§ EXTRAIT CHOISI
= = = = = = =

Chapitre III : Résultats
2. Patients atteints de la rectocolite hémorragique
:
2.1 Effet de la ML sur la production ex vivo du NO au
niveau des cultures des cellules mononuclées du sang
périphérique (PBMC):
La comparaison entre les taux de nitrites dans les surnageants
de culture des PBMC de patients atteints de rectocolite hémorragique en
phase active et sous corticothérapie a montré une diminution
importante dans les teneurs en NO après l'addition de concentrations
croissantes d'extrait brut de la ML par rapport au témoin négatif
de culture (PBMC non traités avec la ML). Quelque soit la concentration
de l'extrait brut utilisée, la diminution du taux du NO n'est pas
statistiquement significative, à l'exception de la concentration de
50ug/ml de la ML. Cette dernière a induit une diminution significative
de la production du NO par les PBMC en comparaison avec le témoin de
culture (Figure 16.A).
2.2 Effet de L'IL-4 sur la production ex vivo du NO au
niveau des cultures des cellules mononuclées du sang
périphérique :
Afin de confirmer l'effet inhibiteur de la ML sur la
production du NO, nous avons voulu comparer son effet avec l'effet de l'IL-4.

= = = = = = =

§ DONNÉES PRÉSENTÉES
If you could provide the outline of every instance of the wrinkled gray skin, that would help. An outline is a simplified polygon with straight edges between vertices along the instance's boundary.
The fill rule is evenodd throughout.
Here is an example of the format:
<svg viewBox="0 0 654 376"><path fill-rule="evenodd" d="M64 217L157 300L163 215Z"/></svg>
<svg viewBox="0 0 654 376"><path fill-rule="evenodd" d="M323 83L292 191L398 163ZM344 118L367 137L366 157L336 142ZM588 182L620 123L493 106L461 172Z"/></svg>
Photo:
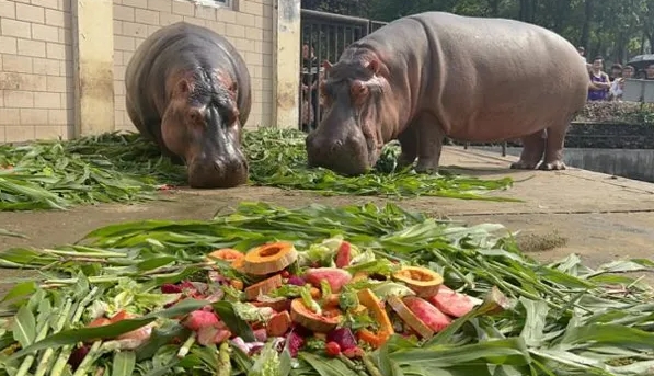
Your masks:
<svg viewBox="0 0 654 376"><path fill-rule="evenodd" d="M323 66L324 115L306 140L309 164L349 175L372 167L393 139L402 166L417 158L416 171L434 172L445 136L521 138L512 168L565 169L565 133L588 89L586 67L563 37L441 12L397 20Z"/></svg>
<svg viewBox="0 0 654 376"><path fill-rule="evenodd" d="M140 134L186 163L192 187L248 180L241 128L250 114L250 73L222 36L177 22L144 41L127 65L126 105Z"/></svg>

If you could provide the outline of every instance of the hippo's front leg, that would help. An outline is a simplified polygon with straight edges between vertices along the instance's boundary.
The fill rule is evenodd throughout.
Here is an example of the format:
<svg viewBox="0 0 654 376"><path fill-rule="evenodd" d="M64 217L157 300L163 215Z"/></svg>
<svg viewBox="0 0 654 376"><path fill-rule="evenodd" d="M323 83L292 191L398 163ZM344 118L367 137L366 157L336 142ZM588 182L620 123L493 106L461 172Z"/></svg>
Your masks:
<svg viewBox="0 0 654 376"><path fill-rule="evenodd" d="M443 138L445 137L445 132L443 132L438 119L431 114L423 114L414 122L412 127L415 128L417 137L417 164L415 171L420 173L438 172Z"/></svg>
<svg viewBox="0 0 654 376"><path fill-rule="evenodd" d="M567 123L562 128L549 127L547 146L544 150L544 160L540 164L540 170L565 170L563 162L563 145L565 143L565 132L567 130Z"/></svg>
<svg viewBox="0 0 654 376"><path fill-rule="evenodd" d="M408 127L404 129L404 132L398 136L398 140L402 148L402 153L400 155L400 158L398 158L398 167L405 168L413 164L415 158L417 158L417 135L415 127Z"/></svg>

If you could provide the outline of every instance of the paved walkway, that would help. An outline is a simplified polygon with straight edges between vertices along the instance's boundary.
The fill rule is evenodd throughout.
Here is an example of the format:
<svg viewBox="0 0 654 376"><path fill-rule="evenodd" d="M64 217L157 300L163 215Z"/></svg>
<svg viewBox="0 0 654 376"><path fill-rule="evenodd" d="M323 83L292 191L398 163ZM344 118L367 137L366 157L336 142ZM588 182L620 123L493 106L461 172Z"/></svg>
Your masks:
<svg viewBox="0 0 654 376"><path fill-rule="evenodd" d="M592 265L616 258L654 258L654 184L570 168L565 171L516 171L514 157L447 147L444 166L485 178L512 176L508 191L494 193L521 203L462 201L437 197L405 200L401 205L475 224L502 223L531 239L527 251L543 259L577 253ZM68 212L2 213L0 228L30 239L0 237L0 250L15 246L54 247L73 242L112 223L138 219L208 219L239 201L265 201L286 206L321 202L331 205L385 202L375 197L322 197L306 192L264 187L168 193L172 201L134 205L77 207ZM543 250L549 243L552 249Z"/></svg>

= = = = = = =

§ TRAVAIL DEMANDÉ
Recopiez mot pour mot le passage de l'extrait sur la rectocolite hémorragique, en commençant à « 2.2 Effet de » et en terminant à « l'effet de l'IL-4. ». Les lignes n'ont aucun rapport avec l'extrait.

§ RÉPONSE PROPOSÉE
2.2 Effet de L'IL-4 sur la production ex vivo du NO au
niveau des cultures des cellules mononuclées du sang
périphérique :
Afin de confirmer l'effet inhibiteur de la ML sur la
production du NO, nous avons voulu comparer son effet avec l'effet de l'IL-4.